*** Opening DATASET RECORDS ***
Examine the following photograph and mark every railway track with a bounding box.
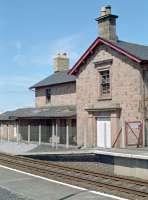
[0,153,147,199]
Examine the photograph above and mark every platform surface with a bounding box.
[22,145,148,160]
[0,141,37,155]
[1,141,148,161]
[94,147,148,160]
[0,165,123,200]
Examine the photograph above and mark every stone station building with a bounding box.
[1,5,148,149]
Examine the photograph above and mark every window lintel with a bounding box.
[94,59,113,70]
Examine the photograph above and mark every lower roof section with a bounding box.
[0,105,76,121]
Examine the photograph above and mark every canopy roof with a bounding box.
[0,105,76,121]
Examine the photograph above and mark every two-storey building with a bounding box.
[0,53,77,147]
[1,5,148,149]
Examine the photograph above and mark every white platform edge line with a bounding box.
[94,150,148,160]
[0,164,128,200]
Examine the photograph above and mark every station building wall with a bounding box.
[35,82,76,107]
[76,44,144,147]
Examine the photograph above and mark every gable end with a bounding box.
[68,37,146,75]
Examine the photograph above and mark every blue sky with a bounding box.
[0,0,148,112]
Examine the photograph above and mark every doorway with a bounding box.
[97,118,111,148]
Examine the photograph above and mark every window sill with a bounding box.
[97,96,112,101]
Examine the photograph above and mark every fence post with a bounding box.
[121,120,125,148]
[55,120,58,149]
[28,124,30,144]
[66,120,69,149]
[52,120,55,148]
[16,123,19,144]
[7,125,10,142]
[142,120,145,147]
[125,121,128,147]
[39,124,41,145]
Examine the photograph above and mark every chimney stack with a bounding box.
[96,5,118,41]
[53,53,69,72]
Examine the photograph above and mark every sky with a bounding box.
[0,0,148,112]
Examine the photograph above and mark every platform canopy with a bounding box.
[0,105,76,121]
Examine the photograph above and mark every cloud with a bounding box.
[15,41,22,51]
[0,33,86,112]
[0,75,42,91]
[47,33,84,66]
[0,75,35,112]
[13,54,26,66]
[12,32,85,68]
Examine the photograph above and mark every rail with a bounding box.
[0,153,147,199]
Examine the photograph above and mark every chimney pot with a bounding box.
[101,6,106,16]
[105,5,111,15]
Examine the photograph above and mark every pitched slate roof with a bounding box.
[69,37,148,75]
[113,40,148,61]
[30,38,148,86]
[0,105,76,121]
[30,70,76,89]
[0,111,17,121]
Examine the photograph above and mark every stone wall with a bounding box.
[35,82,76,107]
[114,156,148,180]
[76,44,144,147]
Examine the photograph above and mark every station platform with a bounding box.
[0,165,122,200]
[1,141,148,161]
[0,142,148,181]
[94,147,148,160]
[0,141,37,155]
[21,146,148,181]
[21,145,148,160]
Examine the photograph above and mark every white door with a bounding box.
[97,118,111,148]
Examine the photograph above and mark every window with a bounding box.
[46,88,51,103]
[100,70,110,96]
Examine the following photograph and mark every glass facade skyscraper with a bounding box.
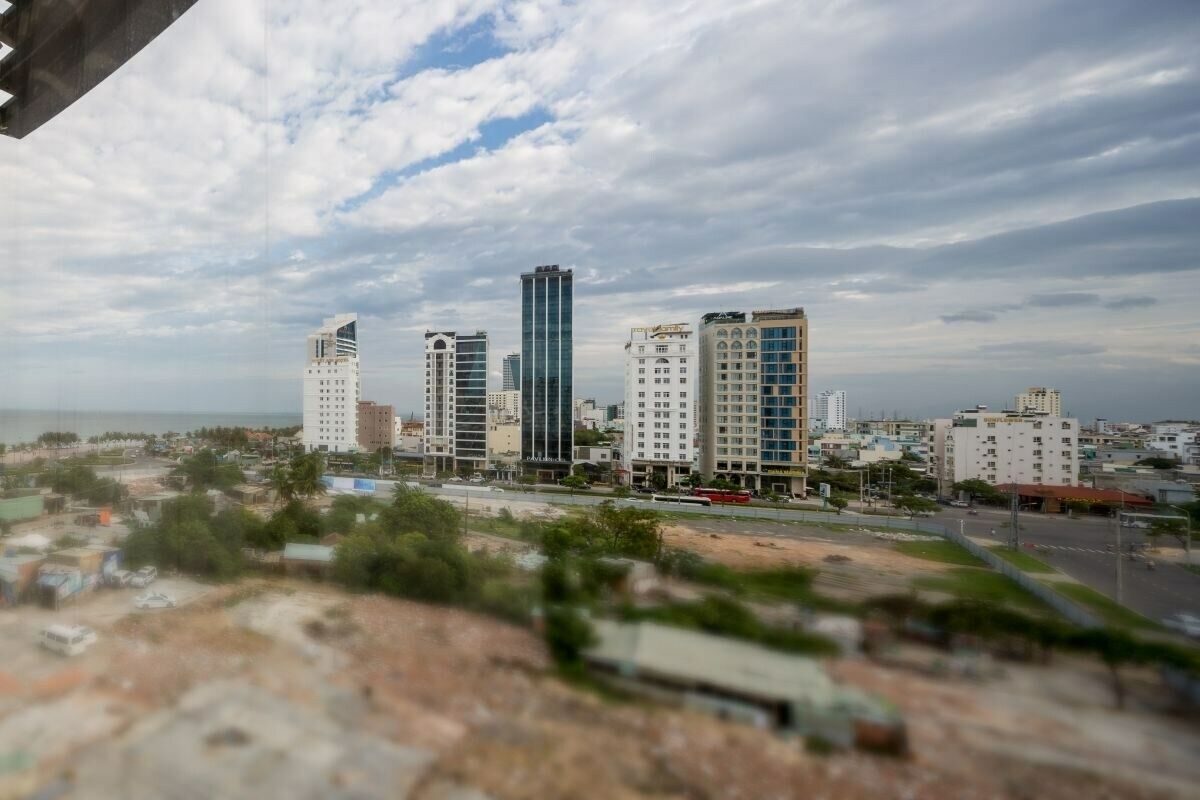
[520,265,573,472]
[502,353,521,391]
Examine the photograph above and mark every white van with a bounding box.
[40,625,98,656]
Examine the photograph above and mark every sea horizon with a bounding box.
[0,408,303,446]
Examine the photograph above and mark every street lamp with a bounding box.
[1169,505,1193,566]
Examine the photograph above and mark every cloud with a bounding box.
[976,341,1106,358]
[941,310,999,324]
[1104,294,1158,310]
[1,0,1199,421]
[1025,292,1101,307]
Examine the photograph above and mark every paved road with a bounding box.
[939,506,1200,622]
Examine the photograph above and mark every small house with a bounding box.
[281,543,335,579]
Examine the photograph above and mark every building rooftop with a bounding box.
[282,543,336,563]
[586,620,835,705]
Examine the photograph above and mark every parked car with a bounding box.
[469,474,485,484]
[130,566,158,588]
[108,569,134,587]
[1162,613,1200,638]
[134,592,177,609]
[40,625,97,657]
[448,476,464,483]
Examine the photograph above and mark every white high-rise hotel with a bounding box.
[623,324,696,488]
[302,314,361,452]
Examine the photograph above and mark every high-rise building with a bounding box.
[814,390,847,431]
[623,323,696,489]
[423,330,489,475]
[356,401,395,453]
[502,353,521,391]
[698,309,808,496]
[934,406,1078,490]
[302,314,361,453]
[1014,387,1061,416]
[520,265,573,477]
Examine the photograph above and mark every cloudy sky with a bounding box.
[1,0,1198,421]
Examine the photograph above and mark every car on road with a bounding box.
[1162,613,1200,638]
[40,624,97,656]
[448,476,464,483]
[130,566,158,588]
[949,500,969,508]
[134,591,177,609]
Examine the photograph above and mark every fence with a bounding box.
[379,480,1106,627]
[938,525,1101,628]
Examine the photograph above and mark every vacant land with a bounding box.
[1053,583,1162,630]
[2,578,1197,798]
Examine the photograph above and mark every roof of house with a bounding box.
[585,620,835,705]
[1005,484,1155,505]
[282,543,335,563]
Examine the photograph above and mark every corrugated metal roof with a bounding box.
[586,620,835,705]
[282,543,336,563]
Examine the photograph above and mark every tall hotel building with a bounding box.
[623,324,696,488]
[520,265,573,479]
[423,331,489,475]
[302,314,361,453]
[698,309,808,496]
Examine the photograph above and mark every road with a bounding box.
[938,506,1200,623]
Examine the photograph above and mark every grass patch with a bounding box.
[1052,583,1161,630]
[894,540,986,567]
[913,567,1047,612]
[989,546,1056,573]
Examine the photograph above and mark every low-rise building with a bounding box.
[487,421,520,458]
[584,620,904,750]
[934,406,1079,492]
[281,543,335,578]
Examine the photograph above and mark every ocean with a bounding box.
[0,409,302,446]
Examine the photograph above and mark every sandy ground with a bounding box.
[662,521,957,602]
[1,577,1196,798]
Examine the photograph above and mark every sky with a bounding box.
[1,0,1198,422]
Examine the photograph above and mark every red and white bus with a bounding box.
[691,487,752,504]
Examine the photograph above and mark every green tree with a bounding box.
[952,479,1004,504]
[268,463,294,507]
[827,496,848,514]
[895,495,938,517]
[384,485,460,540]
[561,474,588,490]
[1133,456,1180,470]
[289,452,327,498]
[176,449,243,491]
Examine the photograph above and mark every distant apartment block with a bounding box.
*** Closing DATASET RECORDS ***
# INSTRUCTIONS FOR THE TASK:
Repeat the records above verbatim, with no pictures in the result.

# FINAL ANSWER:
Examine the following photograph and mark every railway track with a bounding box.
[0,153,147,199]
Examine the photograph above and mark every platform surface with a bounding box.
[22,145,148,160]
[0,141,37,155]
[1,141,148,161]
[94,147,148,160]
[0,165,123,200]
Examine the photograph above and mark every stone station building with a bounding box.
[1,5,148,149]
Examine the photograph above and mark every window lintel with a bounding box.
[94,59,113,70]
Examine the photograph above and mark every lower roof section with a bounding box.
[0,105,76,121]
Examine the photograph above and mark every canopy roof with a bounding box.
[0,105,76,121]
Examine the photograph above and mark every two-storey building with a bounding box.
[0,53,77,147]
[1,5,148,149]
Examine the photograph above and mark every white platform edge line with a bounding box.
[94,150,148,160]
[0,164,128,200]
Examine the photograph above and mark every station building wall with a bounding box.
[35,82,76,107]
[76,44,144,147]
Examine the photograph above and mark every gable end with a bounding box.
[68,37,146,75]
Examine the photograph above and mark every blue sky with a bounding box.
[0,0,148,112]
Examine the photograph above and mark every doorway with a bounding box.
[97,118,111,148]
Examine the photograph above and mark every window sill with a bounding box.
[97,96,112,101]
Examine the photograph above and mark every fence post with a bounding box.
[121,120,125,148]
[55,120,58,149]
[28,124,30,144]
[66,120,69,149]
[52,120,55,148]
[16,123,19,144]
[7,125,10,142]
[142,120,145,147]
[125,121,128,147]
[39,124,41,145]
Examine the photograph above and mark every chimney stack with a bounding box.
[96,5,118,41]
[53,53,69,72]
Examine the photograph above and mark every sky with a bounding box.
[0,0,148,112]
Examine the photograph above and mark every platform canopy with a bounding box.
[0,105,76,121]
Examine the photograph above and mark every cloud with a bounding box.
[15,41,22,51]
[0,33,86,112]
[0,75,42,91]
[47,33,84,66]
[0,75,35,112]
[13,54,26,66]
[12,32,85,68]
Examine the photograph above and mark every rail with a bounding box.
[0,153,147,199]
Examine the photograph above and mark every chimney pot with a bounding box.
[101,6,106,16]
[105,5,111,15]
Examine the photograph above and mark every pitched slate roof with a bounding box.
[69,37,148,75]
[113,40,148,61]
[30,38,148,86]
[0,105,76,121]
[30,70,76,89]
[0,111,17,121]
Examine the photograph above and mark every stone wall with a bounding box.
[35,82,76,107]
[114,156,148,180]
[76,44,144,147]
Examine the photograph above and mark every station platform with a bounding box.
[0,165,122,200]
[1,141,148,161]
[0,142,148,181]
[94,147,148,160]
[0,141,37,155]
[21,146,148,181]
[21,145,148,160]
Examine the photograph above and mark every white door with a bounding box.
[97,118,111,148]
Examine the photograph above and mark every window with a bounding box.
[46,88,51,103]
[100,70,110,96]
Examine the following photograph and mark every glass facade skyscraper with a bounding box.
[520,265,573,472]
[502,353,521,391]
Examine the photograph above and mark every white van with a bounding box.
[40,625,98,656]
Examine the photograph above and mark every sea horizon with a bounding box.
[0,408,303,446]
Examine the photograph above and mark every street lamp with a bounding box.
[1169,505,1193,566]
Examine the photograph above and mark every cloud with a bounding box.
[976,341,1106,358]
[941,310,999,324]
[1104,294,1158,310]
[1,0,1199,421]
[1025,292,1101,307]
Examine the photograph above and mark every paved road with a bounding box.
[939,506,1200,622]
Examine the photograph above and mark every small house with a bounding box.
[281,543,335,579]
Examine the photograph above and mark every building rooftop with a bounding box.
[282,543,336,563]
[586,620,835,705]
Examine the photograph above and mark every parked car with a bounding box.
[469,474,485,484]
[130,566,158,588]
[108,569,134,587]
[1162,613,1200,638]
[134,592,177,609]
[40,625,97,657]
[448,476,464,483]
Examine the photograph above and mark every white high-rise hotel with a bounding box.
[623,324,696,488]
[302,314,361,452]
Examine the photograph above and mark every high-rise building with a bounding box.
[814,390,847,431]
[623,323,696,489]
[423,330,489,475]
[356,401,395,453]
[502,353,521,391]
[698,309,808,496]
[934,406,1078,490]
[302,314,361,453]
[1014,387,1061,416]
[520,265,573,477]
Examine the photograph above and mark every cloudy sky with a bounding box.
[1,0,1198,421]
Examine the photograph above and mark every car on road with a bounding box.
[1162,613,1200,638]
[40,624,97,656]
[448,476,464,483]
[130,566,158,588]
[949,500,969,508]
[134,591,177,609]
Examine the photograph above and mark every fence with a bounding box.
[379,480,1106,627]
[938,525,1101,628]
Examine the photograph above and mark every vacant land with a bounding box.
[1053,583,1162,630]
[2,578,1197,798]
Examine the photograph above and mark every roof of house with a bounding box.
[585,620,835,705]
[1005,484,1155,505]
[282,543,335,563]
Examine the photograph above and mark every corrugated metal roof with a bounding box.
[586,620,835,705]
[282,543,336,563]
Examine the photograph above and mark every tall hotel building with a bounding box.
[623,324,696,488]
[520,265,573,479]
[423,331,489,475]
[302,314,361,453]
[698,309,808,496]
Examine the photograph above and mark every road with a bounding box.
[938,506,1200,623]
Examine the photograph above and mark every grass patch with a bounding box.
[1052,583,1161,630]
[894,540,986,567]
[913,567,1047,612]
[989,546,1056,573]
Examine the photograph above and mark every low-rise building with a bounding box.
[487,421,520,458]
[584,620,904,750]
[934,406,1079,492]
[281,543,335,578]
Examine the photograph above and mark every ocean with a bounding box.
[0,409,302,446]
Examine the photograph above and mark every sandy ground with a bounding box.
[662,521,957,602]
[1,577,1196,798]
Examine the photograph above and mark every sky with a bounding box.
[1,0,1198,422]
Examine the photograph above and mark every red and white bus with a bounding box.
[691,487,752,504]
Examine the photograph above and mark every green tree with a bounding box.
[952,479,1004,504]
[268,463,294,507]
[827,496,848,514]
[895,495,938,517]
[384,485,460,540]
[561,474,588,490]
[1133,456,1180,470]
[289,452,327,498]
[176,449,243,491]
Examine the photograph above and mark every distant apartment block with a bounding box.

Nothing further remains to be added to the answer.